• [Required work]:
1) Copy the Boscoreale text word for word from "Boscoreale is a" to "production.".
2) Proceed with the Boscoreale text, writing on from its last sentence.

• [Document text]:
Boscoreale.
In 1900 were discovered 1st-c. Roman
murals in a villa at this site near Pompeii.
Boscoreale is a comune
and town in the province of Naples, Campania, located in
the Parco Nazionale del Vesuvio under the slopes of
Mount Vesuvius, known for the fruit and vineyards of
Lacryma Christi del
Vesuvio. There is also a fine Vesuvian lava stone
production.
The neighborhood Monte
Bursaccio, which was overcome by the eruption of
Vesuvius in 79 CE that obliterated and preserved its
better-known neighbors, Pompeii and Herculaneum, is
famous for the frescoes of its aristocratic villas,
excavated before World War I. A hoard of Roman silver
and coins that had been hurriedly stashed in a cistern
for protection at the time of the eruption was also
recovered in Boscoreale in 1895, and divided among
museums, including the Louvre.

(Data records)
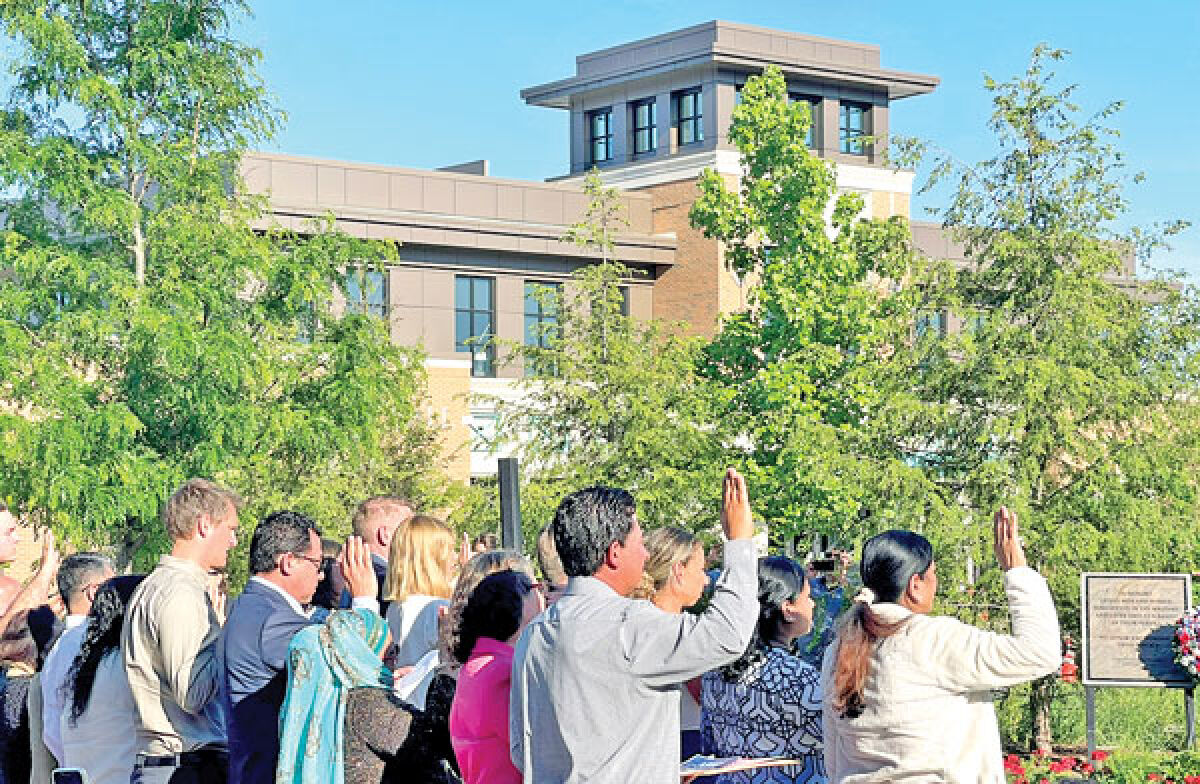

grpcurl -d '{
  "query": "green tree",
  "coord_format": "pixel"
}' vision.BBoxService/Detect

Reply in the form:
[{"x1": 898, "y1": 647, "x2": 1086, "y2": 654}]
[
  {"x1": 0, "y1": 0, "x2": 448, "y2": 573},
  {"x1": 691, "y1": 67, "x2": 944, "y2": 544},
  {"x1": 878, "y1": 46, "x2": 1200, "y2": 748},
  {"x1": 500, "y1": 173, "x2": 725, "y2": 540}
]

• [Results in order]:
1)
Boscoreale is a comune
and town in the province of Naples, Campania, located in
the Parco Nazionale del Vesuvio under the slopes of
Mount Vesuvius, known for the fruit and vineyards of
Lacryma Christi del
Vesuvio. There is also a fine Vesuvian lava stone
production.

2)
Boscoreale, about a
kilometer north of Pompeii of which it was an expansive,
more rural outlying suburb, was notable in antiquity for
having numerous aristocratic country villas and was
preserved as a hunting park - hence its name, meaning
"Royal Grove" - by the kings of Naples.
The villa of P. Fannius
Synistor (see Villa Boscoreale) was built and decorated
shortly after mid-first century BC. The quality of its
frescoes seems to have preserved them from changes in
fashion, before the villa was entombed in the eruption.
The Antiquarium of
Boscoreale was founded in 1991 by the Soprintendenza
archeologica di Pompei thanks to the finds from Pompeii,
Herculaneum, Oplontis, Stabiae, Terzigno, and Boscoreale
and to a didactic apparatus.
The neighboring
Boscotrecase yielded some elite works of art to
excavators at the same time, in particular at the Villa
of Agrippa Postumus, also known as the Imperial Villa or
the Villa of Augusta.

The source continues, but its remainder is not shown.